(Saved entries)
--------------------

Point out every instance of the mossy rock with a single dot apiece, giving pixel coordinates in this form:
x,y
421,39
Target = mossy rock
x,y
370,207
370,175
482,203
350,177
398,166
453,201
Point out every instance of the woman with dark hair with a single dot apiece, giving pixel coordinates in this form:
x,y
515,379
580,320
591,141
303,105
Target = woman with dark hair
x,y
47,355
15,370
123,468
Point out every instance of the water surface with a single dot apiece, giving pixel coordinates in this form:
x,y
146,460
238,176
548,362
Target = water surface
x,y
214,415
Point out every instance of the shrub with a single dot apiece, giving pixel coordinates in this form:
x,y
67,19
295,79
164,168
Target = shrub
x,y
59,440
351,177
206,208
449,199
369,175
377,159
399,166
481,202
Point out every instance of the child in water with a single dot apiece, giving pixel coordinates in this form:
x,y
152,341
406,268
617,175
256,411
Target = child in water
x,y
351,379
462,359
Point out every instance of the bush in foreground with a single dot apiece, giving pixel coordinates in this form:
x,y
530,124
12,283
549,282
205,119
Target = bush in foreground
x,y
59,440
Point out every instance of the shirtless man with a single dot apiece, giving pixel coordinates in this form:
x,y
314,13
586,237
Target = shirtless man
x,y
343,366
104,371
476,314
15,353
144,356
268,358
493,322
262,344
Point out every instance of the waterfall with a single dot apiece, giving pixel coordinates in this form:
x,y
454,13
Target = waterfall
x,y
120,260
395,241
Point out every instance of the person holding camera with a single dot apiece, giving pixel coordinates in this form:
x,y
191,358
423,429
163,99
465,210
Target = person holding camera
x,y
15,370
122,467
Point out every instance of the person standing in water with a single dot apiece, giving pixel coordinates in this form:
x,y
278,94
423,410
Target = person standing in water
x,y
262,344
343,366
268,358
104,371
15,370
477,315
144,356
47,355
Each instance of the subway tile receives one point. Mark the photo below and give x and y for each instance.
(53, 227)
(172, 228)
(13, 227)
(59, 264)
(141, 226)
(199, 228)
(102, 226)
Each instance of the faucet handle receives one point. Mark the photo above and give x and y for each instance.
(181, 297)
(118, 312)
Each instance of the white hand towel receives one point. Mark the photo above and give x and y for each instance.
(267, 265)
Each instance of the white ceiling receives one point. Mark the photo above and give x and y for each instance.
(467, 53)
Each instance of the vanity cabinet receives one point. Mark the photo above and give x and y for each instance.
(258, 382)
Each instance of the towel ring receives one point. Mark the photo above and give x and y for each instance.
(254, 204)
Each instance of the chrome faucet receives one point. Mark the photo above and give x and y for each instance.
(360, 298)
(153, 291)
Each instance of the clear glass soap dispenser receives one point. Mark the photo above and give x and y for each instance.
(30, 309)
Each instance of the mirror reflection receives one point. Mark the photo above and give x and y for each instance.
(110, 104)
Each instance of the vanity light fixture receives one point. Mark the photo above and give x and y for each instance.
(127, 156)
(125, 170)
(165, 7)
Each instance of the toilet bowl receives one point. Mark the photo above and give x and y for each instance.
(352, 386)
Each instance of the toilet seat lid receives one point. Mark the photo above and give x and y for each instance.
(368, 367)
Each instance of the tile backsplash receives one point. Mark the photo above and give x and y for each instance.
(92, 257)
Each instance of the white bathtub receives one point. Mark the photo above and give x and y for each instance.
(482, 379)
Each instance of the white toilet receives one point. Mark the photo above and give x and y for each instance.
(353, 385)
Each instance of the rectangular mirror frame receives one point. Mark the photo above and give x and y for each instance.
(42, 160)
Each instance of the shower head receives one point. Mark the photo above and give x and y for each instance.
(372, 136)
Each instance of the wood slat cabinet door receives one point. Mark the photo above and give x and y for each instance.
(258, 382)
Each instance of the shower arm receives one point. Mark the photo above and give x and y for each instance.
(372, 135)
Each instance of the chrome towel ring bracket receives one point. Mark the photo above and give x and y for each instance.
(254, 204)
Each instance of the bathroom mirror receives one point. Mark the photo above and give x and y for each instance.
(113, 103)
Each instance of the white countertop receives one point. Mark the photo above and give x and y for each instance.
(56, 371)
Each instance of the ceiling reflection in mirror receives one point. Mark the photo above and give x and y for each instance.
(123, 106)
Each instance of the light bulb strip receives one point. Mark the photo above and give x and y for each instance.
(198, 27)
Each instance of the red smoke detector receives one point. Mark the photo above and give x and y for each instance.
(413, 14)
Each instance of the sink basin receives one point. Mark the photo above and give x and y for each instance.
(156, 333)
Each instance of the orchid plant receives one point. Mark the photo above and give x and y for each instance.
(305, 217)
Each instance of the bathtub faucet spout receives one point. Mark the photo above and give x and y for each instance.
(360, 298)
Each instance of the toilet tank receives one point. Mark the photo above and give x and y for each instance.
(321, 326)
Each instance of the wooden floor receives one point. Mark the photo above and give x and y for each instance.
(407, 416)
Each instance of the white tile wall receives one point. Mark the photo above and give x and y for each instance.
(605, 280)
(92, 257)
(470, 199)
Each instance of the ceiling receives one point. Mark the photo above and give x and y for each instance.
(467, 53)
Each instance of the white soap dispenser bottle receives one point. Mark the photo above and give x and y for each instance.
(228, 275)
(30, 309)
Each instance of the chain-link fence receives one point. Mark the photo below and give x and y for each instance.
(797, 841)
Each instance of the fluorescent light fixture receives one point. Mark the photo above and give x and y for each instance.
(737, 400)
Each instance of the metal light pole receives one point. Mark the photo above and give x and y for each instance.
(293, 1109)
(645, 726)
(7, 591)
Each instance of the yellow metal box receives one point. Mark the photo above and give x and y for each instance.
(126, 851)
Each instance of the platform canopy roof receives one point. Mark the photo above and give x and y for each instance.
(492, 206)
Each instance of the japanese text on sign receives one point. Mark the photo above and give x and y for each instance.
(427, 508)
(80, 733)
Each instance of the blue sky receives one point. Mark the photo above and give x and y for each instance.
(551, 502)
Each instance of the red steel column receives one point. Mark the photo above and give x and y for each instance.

--------------------

Repeat every line of the data verbatim.

Point out every instance of the mossy rock with a single dot apiece, giving pixel coordinates in this form:
x,y
421,39
Target = mossy rock
x,y
370,207
370,175
482,203
350,177
398,166
453,201
Point out every instance of the woman with dark hair with a single dot apiece, giving pixel coordinates in this form:
x,y
515,379
580,320
591,141
303,105
Target = woman with dark hair
x,y
47,355
15,370
123,468
Point out every instance of the water surface with a single dot apiece, giving pixel coordinates in this form:
x,y
146,460
238,176
548,362
Target = water surface
x,y
214,415
Point out every instance of the shrub with a single dot apiece, giving pixel coordinates in this form:
x,y
67,19
295,79
164,168
Target = shrub
x,y
59,440
351,177
206,208
449,199
369,175
377,159
399,166
481,202
Point out every instance of the child in water with a single dot apiece, giving pixel coordinates in this form:
x,y
152,341
406,268
617,175
256,411
Target = child in water
x,y
351,379
462,359
Point out every instance of the bush in foreground with a single dot apiece, giving pixel coordinates in this form:
x,y
530,124
12,283
549,282
205,119
Target = bush in foreground
x,y
59,440
Point out every instance of the shirtless man with a single dot apiece, giving pixel coordinates in this form:
x,y
314,13
586,237
Target = shirtless man
x,y
343,366
104,371
476,314
15,353
144,356
268,358
493,322
262,344
Point out every instance of the waterfall with a single dot apiece, giving pixel coordinates in this form:
x,y
454,13
Target = waterfall
x,y
120,260
395,241
Point out every instance of the person holding camera with a single dot apiece, giving pixel coordinates in this form:
x,y
191,358
423,429
163,99
465,210
Target = person holding camera
x,y
15,370
122,467
Point out every instance of the person standing in water with a single dot apiece, giving pixel coordinates in this form:
x,y
278,94
423,410
Target = person standing in water
x,y
262,344
343,366
268,358
104,371
15,370
477,315
144,356
47,355
Each instance of the subway tile receives one point. Mark the photo below and give x and y for each instance.
(53, 227)
(172, 228)
(13, 227)
(59, 264)
(141, 226)
(199, 228)
(102, 226)
Each instance of the faucet handle receives one point. Mark the photo above and give x and y for each instance.
(181, 297)
(118, 312)
Each instance of the white hand towel receives one point. Mark the photo above and give x and y for each instance.
(267, 265)
Each instance of the white ceiling receives one point. Mark the photo above and give x and y for each instance.
(467, 53)
Each instance of the vanity cabinet receives one point. Mark the photo above and give x and y for each instance.
(258, 382)
Each instance of the towel ring receives one point. Mark the photo above and give x and y for each instance.
(254, 204)
Each instance of the chrome faucet receives one point. Mark the photo above and give x and y for each instance.
(360, 298)
(153, 291)
Each instance of the clear glass soap dispenser receives one point. Mark the photo above and give x and y for each instance.
(30, 309)
Each instance of the mirror reflection receives one point. Mark the photo above and give x and y for each instance.
(110, 104)
Each instance of the vanity light fixture receives one point. Mark the photo above and give x and y for each instance.
(127, 156)
(125, 170)
(165, 7)
Each instance of the toilet bowl receives one point. Mark the photo above and give x and y for each instance.
(352, 386)
Each instance of the toilet seat lid receives one point. Mark the photo above and give x and y for each instance.
(368, 367)
Each instance of the tile backsplash receives one point. Mark the photo above and give x and y for each instance.
(92, 257)
Each instance of the white bathtub receives one point. Mark the photo above and give x and y for each instance.
(482, 379)
Each instance of the white toilet receives one point. Mark the photo above and give x and y for each instance.
(353, 385)
Each instance of the rectangular mirror frame receives one point. Mark the photo above and give x and y for each instance.
(42, 160)
Each instance of the shower head receives one point. Mark the photo above and give x and y for each instance.
(372, 136)
Each instance of the wood slat cabinet door receives one point. Mark the photo above and give x and y for each instance.
(258, 382)
Each instance of the shower arm receives one point. Mark the photo above and give x and y for each instance.
(372, 135)
Each instance of the chrome towel ring bracket receives one point. Mark the photo above and give x and y for each instance.
(254, 204)
Each instance of the bathroom mirror receives one point. Mark the photo above and give x and y for each instance.
(113, 103)
Each instance of the white countertop receives one point. Mark the photo above and give x and y for each instance.
(56, 371)
Each instance of the ceiling reflection in mirror receives one point. Mark the photo above and give x and y for each instance.
(123, 106)
Each instance of the light bulb strip receives one point. Mark the photo above and give x and y for each instance.
(198, 27)
Each instance of the red smoke detector receives one point. Mark the photo above and give x and y for each instance.
(413, 14)
Each instance of the sink basin receives one point. Mark the photo above and give x and y for each instance.
(156, 333)
Each instance of the orchid plant receives one point. Mark the photo above and give x and y for each instance.
(305, 217)
Each instance of the bathtub faucet spout receives one point. Mark the photo above and give x and y for each instance.
(360, 298)
Each instance of the toilet tank receives one point. Mark the photo above and give x and y for each instance.
(321, 326)
Each instance of the wooden floor receives one point. Mark the photo above and give x and y for each instance.
(407, 416)
Each instance of the white tile wall receives one point. Mark the photo above and give x and y for each instance.
(605, 280)
(92, 257)
(470, 199)
Each instance of the ceiling receives one point. Mark the photo above and give x and y for each instance.
(467, 53)
Each instance of the white soap dispenser bottle receives one point. Mark the photo above and give x and y for each instance.
(228, 275)
(30, 309)
Each instance of the chain-link fence receives one point. Mark the photo below and give x and y for each instance.
(797, 841)
Each instance of the fluorescent light fixture receives one point. Mark the photo above and give x and y for each instance.
(737, 400)
Each instance of the metal light pole receives one point. Mark the photo above and give x and y for each instance.
(293, 1109)
(645, 726)
(7, 591)
Each instance of the yellow metal box receives one point. Mark the photo above and give x and y for each instance.
(126, 851)
Each instance of the platform canopy roof receives one point. Mark the photo above and give x and y for each instance.
(492, 206)
Each instance of the japanese text on sign receives one point. Mark the photo above and give x and y for each instance.
(427, 508)
(80, 733)
Each instance of the blue sky receives one point. Mark the photo above and give x and y for each instance.
(551, 502)
Each instance of the red steel column receives one point. Mark the photo above and give x and y for each instance.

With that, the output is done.